**Consigne**. Recopiez à l'identique chaque ligne des données qui suivent.

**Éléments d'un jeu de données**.
◆ ◆ ◆ ◆ ◆
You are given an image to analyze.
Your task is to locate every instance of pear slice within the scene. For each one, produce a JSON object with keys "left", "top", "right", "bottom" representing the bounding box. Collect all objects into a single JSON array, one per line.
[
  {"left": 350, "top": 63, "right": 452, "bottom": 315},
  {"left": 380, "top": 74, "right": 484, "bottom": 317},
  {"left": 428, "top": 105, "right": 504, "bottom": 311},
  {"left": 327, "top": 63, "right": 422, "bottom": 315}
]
◆ ◆ ◆ ◆ ◆
**Réponse**.
You are given an image to analyze.
Your task is to locate every instance of pear slice within the scene. For each one, produce a JSON object with keys "left", "top", "right", "bottom" representing the bounding box. Collect all objects into a single JSON array, one per line.
[
  {"left": 350, "top": 63, "right": 452, "bottom": 315},
  {"left": 380, "top": 74, "right": 484, "bottom": 317},
  {"left": 428, "top": 105, "right": 504, "bottom": 311},
  {"left": 327, "top": 63, "right": 422, "bottom": 315}
]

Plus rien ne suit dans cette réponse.